EXERCISE:
Answer these questions from the text on premenstrual symptoms.
(a) How does the text describe PMDD in relation to PMS symptoms?
(b) When do PMDD symptoms occur?
(c) What share of women within child-bearing age does PMDD affect?

DOCUMENT SECTION:
Woman are notorious for being made fun of for having premenstrual syndrome. Yes, the infamous PMS. Whether a woman is on her period or not, she is accused of having PMS if she is just having a bad day. What happens though when the symptoms of PMS become much more severe? When they begin to interfere with your every day tasks and social events. This is due to the most severe form of PMS symptoms, known as premenstrual dystrophic disorder (PMDD).
PMDD is a combination of physical and emotional symptoms that occur five to eleven days before a women’s period begins. The symptoms usually go away when menstruation begins or soon after. PMDD affects three to five percent of women within child bearing age. It is most common in who are in their late twenties to early forties who have atleast one child and a history of depression, anxiety, tension, affective lability or irritability and anger. The cause of PMDD is unknown, but it is believed to be related to hormonal changes that occur before menstruation.

RAW DATA:

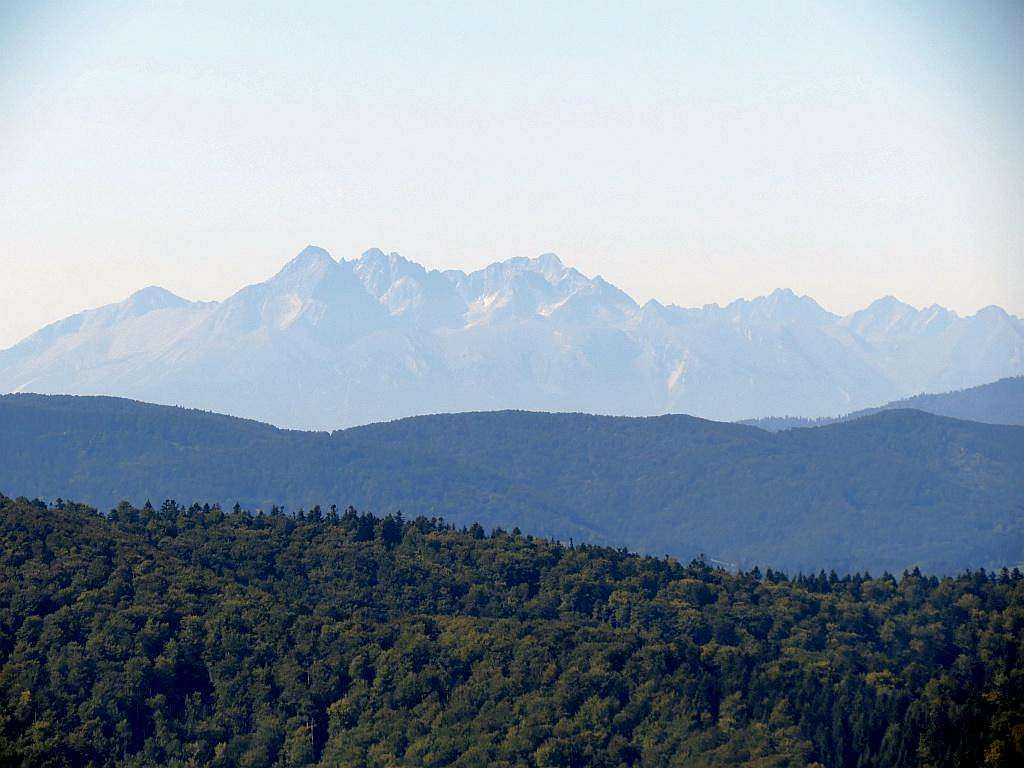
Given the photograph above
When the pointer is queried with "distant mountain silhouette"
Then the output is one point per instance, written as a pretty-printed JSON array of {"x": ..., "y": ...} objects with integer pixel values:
[
  {"x": 890, "y": 491},
  {"x": 326, "y": 344},
  {"x": 998, "y": 402}
]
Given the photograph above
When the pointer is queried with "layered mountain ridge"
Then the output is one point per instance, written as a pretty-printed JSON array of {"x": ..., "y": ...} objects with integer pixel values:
[{"x": 327, "y": 344}]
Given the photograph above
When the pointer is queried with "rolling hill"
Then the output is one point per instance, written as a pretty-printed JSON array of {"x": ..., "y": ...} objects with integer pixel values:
[
  {"x": 998, "y": 402},
  {"x": 887, "y": 492}
]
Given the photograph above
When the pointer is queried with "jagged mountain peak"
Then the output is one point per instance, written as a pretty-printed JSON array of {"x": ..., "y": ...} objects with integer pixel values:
[{"x": 326, "y": 343}]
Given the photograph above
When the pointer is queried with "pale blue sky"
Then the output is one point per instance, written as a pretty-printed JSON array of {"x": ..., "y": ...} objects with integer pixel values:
[{"x": 687, "y": 152}]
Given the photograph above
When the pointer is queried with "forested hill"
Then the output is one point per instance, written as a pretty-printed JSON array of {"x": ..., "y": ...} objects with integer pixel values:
[
  {"x": 889, "y": 492},
  {"x": 188, "y": 637},
  {"x": 998, "y": 402}
]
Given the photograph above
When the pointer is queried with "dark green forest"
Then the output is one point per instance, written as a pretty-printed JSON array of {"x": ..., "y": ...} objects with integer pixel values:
[
  {"x": 893, "y": 491},
  {"x": 201, "y": 636}
]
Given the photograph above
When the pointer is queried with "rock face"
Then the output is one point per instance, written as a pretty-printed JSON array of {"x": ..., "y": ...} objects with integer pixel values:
[{"x": 326, "y": 344}]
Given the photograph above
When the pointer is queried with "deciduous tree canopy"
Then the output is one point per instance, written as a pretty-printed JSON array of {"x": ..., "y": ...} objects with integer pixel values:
[{"x": 171, "y": 636}]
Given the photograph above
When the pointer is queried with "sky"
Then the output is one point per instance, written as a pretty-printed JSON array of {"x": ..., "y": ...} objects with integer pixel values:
[{"x": 688, "y": 152}]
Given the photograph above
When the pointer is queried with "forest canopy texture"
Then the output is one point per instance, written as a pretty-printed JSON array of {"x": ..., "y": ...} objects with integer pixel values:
[
  {"x": 893, "y": 491},
  {"x": 172, "y": 636}
]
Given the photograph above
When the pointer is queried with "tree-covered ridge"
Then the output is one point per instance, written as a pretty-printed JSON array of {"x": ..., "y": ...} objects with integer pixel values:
[
  {"x": 197, "y": 636},
  {"x": 889, "y": 492}
]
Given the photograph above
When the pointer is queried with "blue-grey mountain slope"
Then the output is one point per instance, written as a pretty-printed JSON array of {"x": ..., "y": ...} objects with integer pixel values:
[
  {"x": 890, "y": 491},
  {"x": 998, "y": 402},
  {"x": 328, "y": 344}
]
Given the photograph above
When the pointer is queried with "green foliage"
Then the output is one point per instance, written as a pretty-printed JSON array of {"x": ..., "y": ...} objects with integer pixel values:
[
  {"x": 888, "y": 492},
  {"x": 196, "y": 636}
]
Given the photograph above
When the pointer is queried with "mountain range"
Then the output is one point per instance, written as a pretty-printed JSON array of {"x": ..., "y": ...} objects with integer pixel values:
[
  {"x": 326, "y": 344},
  {"x": 889, "y": 491}
]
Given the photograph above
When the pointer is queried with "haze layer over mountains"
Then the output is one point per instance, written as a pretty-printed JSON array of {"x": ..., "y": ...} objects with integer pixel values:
[{"x": 327, "y": 344}]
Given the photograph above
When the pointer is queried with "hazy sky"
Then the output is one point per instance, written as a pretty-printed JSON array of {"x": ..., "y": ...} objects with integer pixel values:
[{"x": 687, "y": 152}]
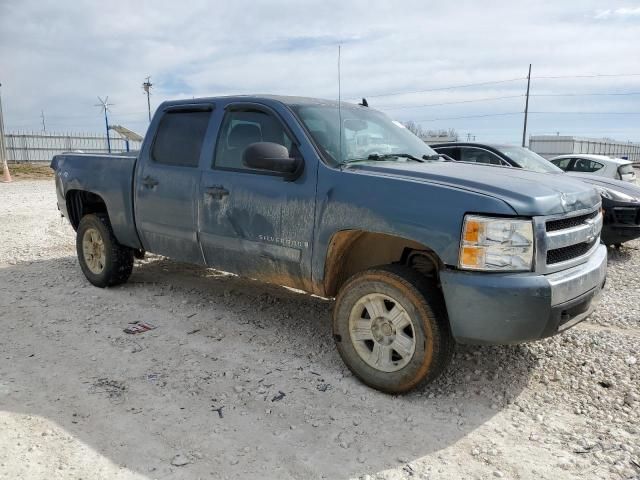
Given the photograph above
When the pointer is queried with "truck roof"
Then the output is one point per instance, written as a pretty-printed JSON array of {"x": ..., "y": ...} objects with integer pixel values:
[{"x": 284, "y": 99}]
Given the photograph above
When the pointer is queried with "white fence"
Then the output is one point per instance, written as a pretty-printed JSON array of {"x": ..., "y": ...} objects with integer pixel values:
[
  {"x": 553, "y": 145},
  {"x": 41, "y": 147}
]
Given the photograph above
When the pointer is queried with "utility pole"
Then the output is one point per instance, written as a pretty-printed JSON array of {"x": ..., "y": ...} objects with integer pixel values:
[
  {"x": 146, "y": 86},
  {"x": 526, "y": 108},
  {"x": 3, "y": 148},
  {"x": 105, "y": 108}
]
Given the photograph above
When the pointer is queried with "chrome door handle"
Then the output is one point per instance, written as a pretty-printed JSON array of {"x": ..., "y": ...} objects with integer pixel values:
[
  {"x": 149, "y": 182},
  {"x": 216, "y": 191}
]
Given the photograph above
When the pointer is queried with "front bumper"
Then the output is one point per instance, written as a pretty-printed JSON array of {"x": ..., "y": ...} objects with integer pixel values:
[{"x": 495, "y": 308}]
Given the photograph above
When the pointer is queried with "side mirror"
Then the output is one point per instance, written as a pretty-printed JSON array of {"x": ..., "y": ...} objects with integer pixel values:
[{"x": 272, "y": 157}]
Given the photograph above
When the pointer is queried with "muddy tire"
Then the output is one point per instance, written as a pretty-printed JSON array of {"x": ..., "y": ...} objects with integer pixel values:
[
  {"x": 102, "y": 259},
  {"x": 391, "y": 328}
]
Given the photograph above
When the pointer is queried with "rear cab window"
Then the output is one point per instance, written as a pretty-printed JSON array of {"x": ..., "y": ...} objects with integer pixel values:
[
  {"x": 586, "y": 165},
  {"x": 179, "y": 138},
  {"x": 477, "y": 155},
  {"x": 241, "y": 128},
  {"x": 626, "y": 169},
  {"x": 562, "y": 163}
]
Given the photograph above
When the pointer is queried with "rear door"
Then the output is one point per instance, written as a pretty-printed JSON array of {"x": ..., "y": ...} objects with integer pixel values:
[
  {"x": 627, "y": 173},
  {"x": 564, "y": 163},
  {"x": 256, "y": 223},
  {"x": 480, "y": 155},
  {"x": 167, "y": 184}
]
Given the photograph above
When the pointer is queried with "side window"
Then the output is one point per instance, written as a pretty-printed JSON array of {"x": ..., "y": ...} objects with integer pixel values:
[
  {"x": 585, "y": 165},
  {"x": 242, "y": 128},
  {"x": 562, "y": 163},
  {"x": 179, "y": 138},
  {"x": 479, "y": 156}
]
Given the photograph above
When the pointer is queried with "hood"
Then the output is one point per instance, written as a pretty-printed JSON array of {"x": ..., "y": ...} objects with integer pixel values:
[
  {"x": 627, "y": 188},
  {"x": 528, "y": 193}
]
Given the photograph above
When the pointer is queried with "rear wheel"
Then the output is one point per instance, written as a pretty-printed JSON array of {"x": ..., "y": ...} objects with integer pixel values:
[
  {"x": 102, "y": 259},
  {"x": 391, "y": 328}
]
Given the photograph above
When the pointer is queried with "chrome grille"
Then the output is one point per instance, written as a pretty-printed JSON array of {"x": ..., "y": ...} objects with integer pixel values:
[
  {"x": 563, "y": 241},
  {"x": 563, "y": 254},
  {"x": 563, "y": 223}
]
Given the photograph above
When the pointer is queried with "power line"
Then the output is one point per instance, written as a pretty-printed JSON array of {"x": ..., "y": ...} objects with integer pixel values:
[
  {"x": 588, "y": 113},
  {"x": 447, "y": 88},
  {"x": 595, "y": 75},
  {"x": 470, "y": 116},
  {"x": 485, "y": 99},
  {"x": 589, "y": 94}
]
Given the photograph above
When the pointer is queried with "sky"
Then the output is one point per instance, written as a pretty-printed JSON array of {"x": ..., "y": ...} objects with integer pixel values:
[{"x": 57, "y": 57}]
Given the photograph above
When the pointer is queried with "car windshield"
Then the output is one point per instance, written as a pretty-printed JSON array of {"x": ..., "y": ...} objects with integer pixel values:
[
  {"x": 366, "y": 135},
  {"x": 525, "y": 158}
]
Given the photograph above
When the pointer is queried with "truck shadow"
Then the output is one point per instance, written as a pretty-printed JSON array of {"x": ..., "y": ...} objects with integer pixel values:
[{"x": 240, "y": 378}]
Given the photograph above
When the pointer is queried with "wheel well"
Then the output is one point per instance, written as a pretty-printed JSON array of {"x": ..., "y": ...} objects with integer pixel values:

SOLUTION FOR THIS TASK:
(a) It is the most severe form of PMS symptoms.
(b) They occur five to eleven days before a woman's period begins.
(c) It affects three to five percent of them.